11 – A apreciação e integração do conceito obtenção de decisão em “prazo razoável” constitui um processo de avaliação a ter de ser aferido “in concreto”.

12 – Pelo que, analisando o caso concreto, o processo 286/11.5TBABT nunca devia ter ultrapassado um ano.

13 – A ser de outro modo, o Recorrido teria um imerecido prémio, dado que este tipo de decisões tem e deve assumir um carácter penalizador no sentido de se evitar a repetição de práticas que levem a que, um processo desta natureza, demore a mais de cinco anos a ser resolvido.

14 – As exigências do artigo 6º do TEDH, do artigo 20º, nº 2 da CRP e 2º do CPC, foram completamente demovidas do caso concreto, em benefício do infrator, atendendo a que a indemnização fixada consiste numa indemnização miserabilista, violadora do direito à justiça em prazo razoável e que tem que ser acolhida pelos nossos Tribunais, sob pena do Estado acabar por ser condenado no TEDH, esgotadas que sejam todas as etapas recursivas possíveis nos Tribunais Nacionais; 16 – A decisão deve ser revogada e substituída por outra que atribua uma indemnização adequada às Recorrentes, mostrando-se violados os artigos 20º CRP, 6º CEDH, 496º do Código Civil e 615º, 1, c) do CPC».

_Pedido escrito 1_
Recolhe da listagem abaixo todas as linhas que contenham a palavra "pointed".

_Registos listados_
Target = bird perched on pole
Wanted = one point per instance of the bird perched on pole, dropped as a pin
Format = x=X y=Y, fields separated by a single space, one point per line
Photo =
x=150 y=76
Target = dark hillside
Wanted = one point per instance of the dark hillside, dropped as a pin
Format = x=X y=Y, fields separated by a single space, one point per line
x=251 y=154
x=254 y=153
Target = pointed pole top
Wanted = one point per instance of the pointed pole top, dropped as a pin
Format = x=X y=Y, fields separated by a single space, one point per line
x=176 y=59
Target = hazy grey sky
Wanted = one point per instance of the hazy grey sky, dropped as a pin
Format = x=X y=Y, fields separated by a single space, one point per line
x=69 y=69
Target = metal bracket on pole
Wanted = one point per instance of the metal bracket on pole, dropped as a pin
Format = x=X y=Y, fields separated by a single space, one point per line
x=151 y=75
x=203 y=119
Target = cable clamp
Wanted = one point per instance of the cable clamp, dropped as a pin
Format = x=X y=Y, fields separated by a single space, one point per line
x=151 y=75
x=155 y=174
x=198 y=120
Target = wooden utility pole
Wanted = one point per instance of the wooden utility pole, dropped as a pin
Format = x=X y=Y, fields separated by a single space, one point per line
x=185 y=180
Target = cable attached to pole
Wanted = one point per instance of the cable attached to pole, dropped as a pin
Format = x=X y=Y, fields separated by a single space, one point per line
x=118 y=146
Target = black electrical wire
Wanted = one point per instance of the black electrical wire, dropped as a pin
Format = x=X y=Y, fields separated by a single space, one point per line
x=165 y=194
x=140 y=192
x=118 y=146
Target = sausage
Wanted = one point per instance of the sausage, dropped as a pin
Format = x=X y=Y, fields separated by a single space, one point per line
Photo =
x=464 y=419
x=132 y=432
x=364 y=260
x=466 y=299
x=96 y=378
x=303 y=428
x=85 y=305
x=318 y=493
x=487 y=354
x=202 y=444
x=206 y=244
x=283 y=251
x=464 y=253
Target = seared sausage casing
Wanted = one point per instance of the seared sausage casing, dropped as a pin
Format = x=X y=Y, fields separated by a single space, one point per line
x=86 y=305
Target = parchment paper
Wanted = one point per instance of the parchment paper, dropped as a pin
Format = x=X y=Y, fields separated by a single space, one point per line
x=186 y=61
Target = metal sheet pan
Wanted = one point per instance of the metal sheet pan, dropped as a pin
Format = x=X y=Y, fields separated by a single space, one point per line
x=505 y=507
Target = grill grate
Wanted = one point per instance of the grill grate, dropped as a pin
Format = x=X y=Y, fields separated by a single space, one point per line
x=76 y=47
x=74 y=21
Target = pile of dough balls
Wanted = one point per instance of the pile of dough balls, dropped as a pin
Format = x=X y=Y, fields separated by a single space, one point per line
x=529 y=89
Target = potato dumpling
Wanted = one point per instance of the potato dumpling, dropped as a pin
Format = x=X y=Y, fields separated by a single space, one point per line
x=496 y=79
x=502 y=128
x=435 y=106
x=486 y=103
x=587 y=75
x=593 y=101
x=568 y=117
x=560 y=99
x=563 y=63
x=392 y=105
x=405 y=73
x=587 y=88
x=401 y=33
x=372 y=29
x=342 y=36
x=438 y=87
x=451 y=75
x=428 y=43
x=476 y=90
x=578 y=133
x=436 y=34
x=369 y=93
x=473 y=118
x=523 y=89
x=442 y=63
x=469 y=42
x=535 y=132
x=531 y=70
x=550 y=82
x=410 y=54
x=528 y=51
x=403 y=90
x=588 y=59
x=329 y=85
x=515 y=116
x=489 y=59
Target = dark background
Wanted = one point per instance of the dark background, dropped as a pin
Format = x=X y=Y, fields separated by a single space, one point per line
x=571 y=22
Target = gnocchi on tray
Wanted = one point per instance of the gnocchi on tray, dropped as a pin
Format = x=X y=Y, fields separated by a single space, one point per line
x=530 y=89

_Pedido escrito 2_
Prolonga o texto sobre a indemnização pela demora do processo judicial, começando logo após a última frase apresentada.

_Resultado da tarefa 1_
Target = pointed pole top
Wanted = one point per instance of the pointed pole top, dropped as a pin

_Resultado da tarefa 2_
O Ministério Público, em representação do Estado Português, ora recorrido, contra-alegou o recurso concluindo: 1. «Contrariamente ao defendido pelas Recorrentes, não resultou provado, “que as recorrentes acreditavam que o processo em causa se resolveria mais rapidamente e a demora causou-lhes desgaste, preocupação, nervosismo e desgosto, até à sua resolução, sendo que, como bem referiu a Mma. Juiz, na fundamentação da matéria de facto dada como provada e não provada, no âmbito da sentença sub judice, “Quanto ao demais, as testemunhas nada concretizaram especificamente quanto a repercussões da demora do processo no estado de espírito das Autoras Maria J..... e Maria S....., sendo que os depoimentos prestados foram absolutamente vagos, genéricos e sem qualquer concretização, nada dali resultando quanto às consequências quanto a estas Autoras da demora na resolução do litígio levado ao processo judicial em apreço, de onde resultou a não prova dos factos referidos em A)”.

  1. De facto, o que resultou dos autos e não nos merece qualquer reparo, face à doutrina e jurisprudência dominantes, quer a nível nacional, quer a nível europeu, foi que “As autoras tinham a expectativa que o Proc. nº 286/11.5 TBABT se resolveria mais rapidamente do que sucedeu, concretamente que demorasse um ou dois anos” e que a demora do Proc. nº 286/11.5TBABT causou à Autora Maria C.......... ansiedade, angústia, incerteza, preocupações e aborrecimentos, por ter estado sem saber qual o desfecho do processo durante anos” (cfr. fls. 11 e 12 da sentença).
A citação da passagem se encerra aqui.